▸ SET EXERCISE A: Show each line in the listing below that contains the string "coords", copying every such line in full.

The basic idea
A logarithm is the opposite of a power. In other words, if we take a logarithm of a number, we undo an exponentiation.
Let's start with simple example. If we take the base $b=2$ and raise it to the power of $k=3$, we have the expression $2^3$. The result is some number, we'll call it $c$, defined by $2^3=c$. We can use the rules of exponentiation to calculate that the result is$$c= 2^3 = 8.$$
Let's say I didn't tell you what the exponent $k$ was. Instead, I told that the base was $b=2$ and the final result of the exponentiation was $c=8$. To calculate the exponent $k$, you need to solve$$2^k = 8.$$From the above calculation, we already know that $k=3$. But, what if I changed my mind, and told you that the result of the exponentiation was $c=4$, so you need to solve $2^k=4$? Or, I could have said the result was $c=16$ (solve $2^k=16$) or $c=1$ (solve $2^k=1$).
A logarithm is a function that does all this work for you. We define one type of logarithm (called “log base 2” and denoted $\log_2$) to be the solution to the problems I just asked. Log base 2 is defined so that$$\log_2 c = k$$is the solution to the problem $$2^k=c$$for any given number $c$. In other words, the logarithm gives the exponent as the output if you give it the exponentiation result as the input. To get all answers for the above problems, we just need to give the logarithm the exponentiation result $c$ and it will give the right exponent $k$ of $2$. The solution to the above problems are:\begin{align*} \log_2 8 &= 3\\ \log_2 4 &=2\\ \log_2 16 &= 4\\ \log_2 1 &=0\end{align*}
Just like we can change the base $b$ for the exponential function, we can also change the base $b$ for the logarithmic function. The logarithm with base $b$ is defined so that$$\log_b c = k$$is the solution to the problem $$b^k=c$$for any given number $c$ and any base $b$.

▸ DATA SUPPLIED:
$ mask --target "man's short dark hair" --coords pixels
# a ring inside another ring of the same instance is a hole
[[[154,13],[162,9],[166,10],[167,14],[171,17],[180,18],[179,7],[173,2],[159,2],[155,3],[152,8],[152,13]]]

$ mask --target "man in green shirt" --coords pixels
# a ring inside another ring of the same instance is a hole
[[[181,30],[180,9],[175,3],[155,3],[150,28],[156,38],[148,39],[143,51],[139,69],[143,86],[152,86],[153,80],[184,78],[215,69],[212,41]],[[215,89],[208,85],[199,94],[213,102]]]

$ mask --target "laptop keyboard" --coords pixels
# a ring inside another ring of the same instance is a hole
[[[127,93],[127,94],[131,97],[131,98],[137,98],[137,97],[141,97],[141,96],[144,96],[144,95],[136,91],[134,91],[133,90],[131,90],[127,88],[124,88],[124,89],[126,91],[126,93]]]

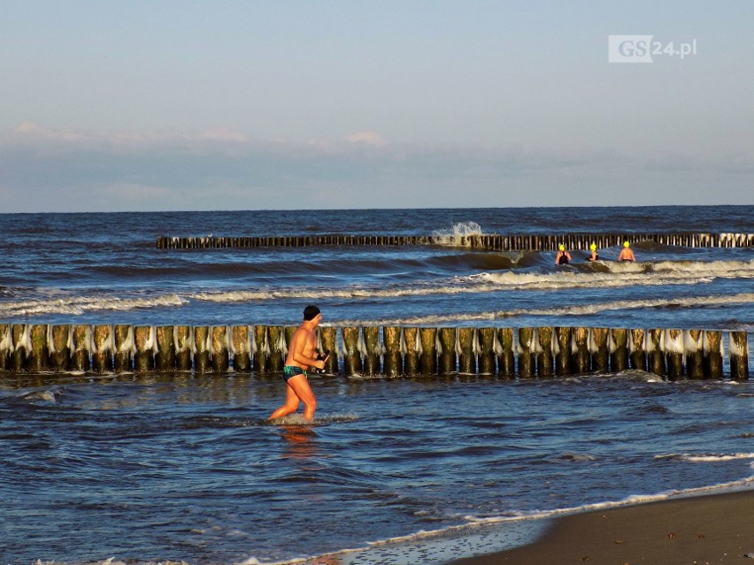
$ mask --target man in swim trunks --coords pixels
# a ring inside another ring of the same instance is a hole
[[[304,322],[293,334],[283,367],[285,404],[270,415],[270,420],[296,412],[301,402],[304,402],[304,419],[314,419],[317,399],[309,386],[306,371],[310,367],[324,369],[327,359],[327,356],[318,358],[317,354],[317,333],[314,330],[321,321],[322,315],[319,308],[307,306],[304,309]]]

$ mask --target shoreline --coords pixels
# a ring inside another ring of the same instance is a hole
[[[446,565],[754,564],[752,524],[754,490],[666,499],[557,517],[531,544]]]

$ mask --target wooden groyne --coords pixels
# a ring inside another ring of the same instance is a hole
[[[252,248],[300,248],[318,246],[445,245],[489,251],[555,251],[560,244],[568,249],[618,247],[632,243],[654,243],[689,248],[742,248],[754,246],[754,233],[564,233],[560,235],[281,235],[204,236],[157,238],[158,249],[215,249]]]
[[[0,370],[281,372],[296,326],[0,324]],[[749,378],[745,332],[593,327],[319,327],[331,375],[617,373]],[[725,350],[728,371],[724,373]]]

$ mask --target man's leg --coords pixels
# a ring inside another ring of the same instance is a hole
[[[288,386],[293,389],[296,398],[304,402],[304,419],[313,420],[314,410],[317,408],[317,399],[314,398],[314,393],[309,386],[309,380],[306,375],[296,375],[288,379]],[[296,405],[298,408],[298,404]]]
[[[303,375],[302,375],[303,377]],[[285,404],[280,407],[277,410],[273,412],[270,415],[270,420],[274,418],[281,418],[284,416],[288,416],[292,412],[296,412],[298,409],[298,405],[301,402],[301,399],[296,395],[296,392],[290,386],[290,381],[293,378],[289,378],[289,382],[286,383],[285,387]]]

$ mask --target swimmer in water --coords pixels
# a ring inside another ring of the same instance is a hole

▸ SET EXERCISE B: Rewrite the paragraph of the logarithm explanation beginning "Let's say I didn't tell you what the exponent" as a shorter version or a bulleted list that keeps its main facts.

▸ EXERCISE ANSWER A:
$ mask --target "man's short dark hair" --coords pixels
$ mask --target "man in green shirt" --coords pixels
$ mask --target "laptop keyboard" --coords pixels
$ mask --target man in swim trunks --coords pixels
$ mask --target shoreline --coords pixels
$ mask --target wooden groyne --coords pixels
$ mask --target man's leg --coords pixels
$ mask --target swimmer in water --coords pixels

▸ EXERCISE ANSWER B:
- Suppose the exponent k is unknown, and only the base b = 2 and the result c = 8 are given.
- Finding k then means solving 2^k = 8, and the earlier calculation shows k = 3.
- The result could instead be given as c = 4, c = 16 or c = 1. Then you would solve 2^k = 4, 2^k = 16 or 2^k = 1.